Speaking to Lawyers Weekly, list chair Geoffrey Diehm QC (pictured) said only one other clerk-led briefing system has operated in Queensland.

The ‘chambers model’, adopted by Level 27 Chambers two years ago, operates from a fixed address. Mr Diehm explained that unlike Level 27, Hemmant’s List is not constrained by geography and matters are remotely coordinated by its clerk online.

“We have people on our list who are from a variety of different chambers around Brisbane. Geography doesn’t determine membership, as it does in some of those other models,” Mr Diehm said.

The list members represent a range of seniority at the Queensland bar, 27 counsel in total, with different specialties. While the list was established to help connect practitioners with barristers, the model does not prevent solicitors from reaching out to list members directly.  

Hemmant’s has curated a broad group of legal experts, with a diverse offering of practice areas and fee range, and allows clients to access them all through one contact, Mr Diehm said.

“From our point of view, this model works because we have a very clear objective in mind of having a list constituted by people of a diverse range of experience, practice areas and diversity in terms of gender. That also includes what their fees might be for doing certain work.”

One of the primary goals of Hemmant’s List is to better facilitate an equitable briefing regime and the way that matters are referred to counsel in Queensland.

Mr Diehm suggested that the decentralised nature of the list model helps to overcome barriers that some meritorious barristers come up against when competing for briefs, adding that the model is a workable means to meet targets such as those set by the Law Council of Australia’s equitable briefing policy.

#### [DIRECTION 1]
Name each way in which Mr Diehm's quoted statement about the objective of the Hemmant's List article says the list's members should vary.
#### [DIRECTION 2]
Proceed with the article on Hemmant's List from the point after its final sentence.

#### [DATA EXCERPTS]
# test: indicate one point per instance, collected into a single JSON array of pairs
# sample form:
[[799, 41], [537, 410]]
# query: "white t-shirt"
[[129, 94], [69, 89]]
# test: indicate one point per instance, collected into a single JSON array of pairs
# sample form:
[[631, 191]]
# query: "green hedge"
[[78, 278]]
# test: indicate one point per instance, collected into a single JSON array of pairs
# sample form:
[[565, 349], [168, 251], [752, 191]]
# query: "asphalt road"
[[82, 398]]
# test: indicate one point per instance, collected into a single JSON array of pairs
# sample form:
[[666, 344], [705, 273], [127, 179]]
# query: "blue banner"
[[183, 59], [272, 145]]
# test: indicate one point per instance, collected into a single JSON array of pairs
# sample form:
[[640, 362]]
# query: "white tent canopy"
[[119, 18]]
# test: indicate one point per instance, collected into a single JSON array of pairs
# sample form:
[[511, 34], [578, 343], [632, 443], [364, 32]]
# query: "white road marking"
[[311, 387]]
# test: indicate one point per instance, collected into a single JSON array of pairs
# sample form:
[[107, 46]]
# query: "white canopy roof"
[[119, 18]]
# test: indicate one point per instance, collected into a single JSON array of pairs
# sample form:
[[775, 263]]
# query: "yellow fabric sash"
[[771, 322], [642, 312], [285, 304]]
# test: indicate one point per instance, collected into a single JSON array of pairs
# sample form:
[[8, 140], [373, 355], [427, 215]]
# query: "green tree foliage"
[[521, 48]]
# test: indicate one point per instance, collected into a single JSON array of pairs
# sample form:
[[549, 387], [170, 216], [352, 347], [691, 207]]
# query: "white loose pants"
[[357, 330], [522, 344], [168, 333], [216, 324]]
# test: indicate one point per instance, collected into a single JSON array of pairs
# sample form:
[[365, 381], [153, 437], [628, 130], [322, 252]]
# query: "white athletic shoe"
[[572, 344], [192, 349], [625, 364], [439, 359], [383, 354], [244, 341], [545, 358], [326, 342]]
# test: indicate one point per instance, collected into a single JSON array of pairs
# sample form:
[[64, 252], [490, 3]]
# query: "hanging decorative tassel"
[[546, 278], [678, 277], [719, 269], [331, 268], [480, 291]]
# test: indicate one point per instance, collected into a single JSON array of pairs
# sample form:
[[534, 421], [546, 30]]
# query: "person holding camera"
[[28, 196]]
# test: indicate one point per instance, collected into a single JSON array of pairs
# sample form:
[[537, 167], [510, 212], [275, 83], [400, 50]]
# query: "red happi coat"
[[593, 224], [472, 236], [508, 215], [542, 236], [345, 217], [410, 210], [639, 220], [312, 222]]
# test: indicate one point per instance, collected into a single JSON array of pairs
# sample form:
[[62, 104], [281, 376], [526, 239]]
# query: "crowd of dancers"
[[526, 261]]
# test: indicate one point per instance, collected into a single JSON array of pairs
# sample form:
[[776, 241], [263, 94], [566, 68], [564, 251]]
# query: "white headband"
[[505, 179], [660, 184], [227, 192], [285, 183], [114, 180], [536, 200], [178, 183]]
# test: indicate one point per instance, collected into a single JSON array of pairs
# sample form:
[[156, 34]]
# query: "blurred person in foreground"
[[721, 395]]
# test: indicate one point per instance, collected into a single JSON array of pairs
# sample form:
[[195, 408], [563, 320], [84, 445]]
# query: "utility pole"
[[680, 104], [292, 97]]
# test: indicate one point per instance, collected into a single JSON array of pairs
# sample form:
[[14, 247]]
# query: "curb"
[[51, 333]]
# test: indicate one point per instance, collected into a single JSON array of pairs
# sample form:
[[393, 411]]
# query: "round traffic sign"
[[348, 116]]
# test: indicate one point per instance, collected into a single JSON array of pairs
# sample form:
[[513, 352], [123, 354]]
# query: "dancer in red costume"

#### [FINAL RESULT 1]
- Range of experience
- Practice areas
- Gender
- Fees for doing certain work

#### [FINAL RESULT 2]
“Our aim was to untie the list from any physical set of chambers, which much better facilitates our objective of getting a group of people of high quality but of diversity, because chambers are tied together by other considerations that might mean [such diversity] is harder to achieve,” Mr Diehm said.

The latest Australian Bar Association figures show that of Queensland’s 1,098 practising barristers, 241 are women. Collectively, the state’s barristers represent more than 18 per cent of barristers nationwide.

“If half the pool of barristers on [our] list are female, the chance of finding a female barrister for the brief is greatly enhanced. Fifty per cent of the briefs should go to women,” Mr Diehm said. 

“We have now, and expect to maintain, a higher proportion of women barristers on our list than is represented in the profession more generally.”

He suggested that the model gives quality female counsel the exposure they deserve.

“The list hopes to principally do two things: one aim is to provide solicitors and clients with the facility by which they can make informed choices about who they wish to brief for a particular matter.

“And then from the barrister’s perspective, it is an important service for providing professional development, where the clerk is able to assist the individual barristers in progressing their careers and developing their practice into the client that they hope to have,” Mr Diehm said.

Fiona McLeod SC, president elect of the Law Council of Australia, officially launched Hemmant’s List last week. The list has been operating since June this year.